DIRECTION: Please reproduce every record, keeping each one exactly as written.
-- Begin PROVIDED INFORMATION --
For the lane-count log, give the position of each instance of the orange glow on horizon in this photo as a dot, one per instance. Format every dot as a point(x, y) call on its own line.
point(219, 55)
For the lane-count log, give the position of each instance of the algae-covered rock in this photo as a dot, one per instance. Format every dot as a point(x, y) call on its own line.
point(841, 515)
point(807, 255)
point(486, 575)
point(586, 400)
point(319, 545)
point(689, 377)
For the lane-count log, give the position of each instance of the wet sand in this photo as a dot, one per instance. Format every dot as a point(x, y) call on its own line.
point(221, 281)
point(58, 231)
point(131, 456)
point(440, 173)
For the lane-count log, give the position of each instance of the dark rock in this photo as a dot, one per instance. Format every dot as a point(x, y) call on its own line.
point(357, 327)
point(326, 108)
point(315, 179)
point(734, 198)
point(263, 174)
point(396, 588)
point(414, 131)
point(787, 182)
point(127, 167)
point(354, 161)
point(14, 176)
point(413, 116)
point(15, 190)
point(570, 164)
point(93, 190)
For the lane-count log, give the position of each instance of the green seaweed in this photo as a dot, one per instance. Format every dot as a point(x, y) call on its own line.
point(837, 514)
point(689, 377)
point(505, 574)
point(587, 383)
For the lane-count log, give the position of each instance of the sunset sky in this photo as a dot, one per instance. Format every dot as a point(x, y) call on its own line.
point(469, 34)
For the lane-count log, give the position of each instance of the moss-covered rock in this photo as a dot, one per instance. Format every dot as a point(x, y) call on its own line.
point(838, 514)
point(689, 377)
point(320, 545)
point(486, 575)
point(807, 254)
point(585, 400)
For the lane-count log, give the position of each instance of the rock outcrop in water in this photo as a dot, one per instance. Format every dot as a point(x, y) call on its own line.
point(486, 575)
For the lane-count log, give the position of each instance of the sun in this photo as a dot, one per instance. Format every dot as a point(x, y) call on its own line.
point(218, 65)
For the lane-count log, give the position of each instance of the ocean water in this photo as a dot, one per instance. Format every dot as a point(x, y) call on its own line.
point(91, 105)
-- End PROVIDED INFORMATION --
TASK ANSWER:
For the lane-count log, give the position of each instance of the orange glow on horizon in this photo as a dot, one per instance. Format every dot as a point(x, y) call on its own line.
point(219, 55)
For the lane-count log, give the position of each instance of the algae-covered rock in this photo as a dot, one per instance. Format every dot as a point(x, y) call on its own line.
point(841, 515)
point(807, 255)
point(486, 575)
point(586, 400)
point(319, 545)
point(689, 377)
For the lane-count log, give the position of each instance of the wet sand in this photo as a dot, one per instance. Format every dot as a point(x, y) call on its own line.
point(221, 281)
point(58, 231)
point(131, 456)
point(440, 173)
For the lane-count log, give the position of each instance of the dark rock in this photo as a dot, one per instance. Format every dot as a point(x, y) call on its own line.
point(357, 327)
point(326, 108)
point(315, 179)
point(734, 198)
point(263, 174)
point(396, 588)
point(414, 131)
point(787, 182)
point(127, 167)
point(354, 161)
point(14, 176)
point(413, 116)
point(15, 190)
point(570, 164)
point(93, 190)
For the lane-count log, give the position of each instance of the green seaweed in this photo as a dot, one per instance. Format every dot as a point(x, y) call on its own line.
point(837, 514)
point(689, 377)
point(505, 574)
point(587, 383)
For the lane-count log, give the position of each instance of the sunset sky in this photo as a dot, one per instance. Format every dot as a point(x, y) call on its own line.
point(469, 34)
For the lane-count log, give the position of each instance of the moss-covered rock in this photo as a dot, one per instance. Format every dot as a point(x, y) call on its own line.
point(838, 514)
point(689, 377)
point(320, 545)
point(486, 575)
point(807, 254)
point(585, 400)
For the lane-count log, give the position of each instance of the rock outcrop in water in this photo as a dot, one per instance. Format every dot as a point(x, y) call on its own line.
point(486, 575)
For the lane-count log, give the position of each instance of the sun in this photo as a dot, one per instance. Format every dot as a point(x, y) call on its own line.
point(218, 65)
For the lane-count log, give the position of each instance of the ocean water in this photo as a dot, one per instance. Format every dot as a point(x, y) call on its own line.
point(91, 105)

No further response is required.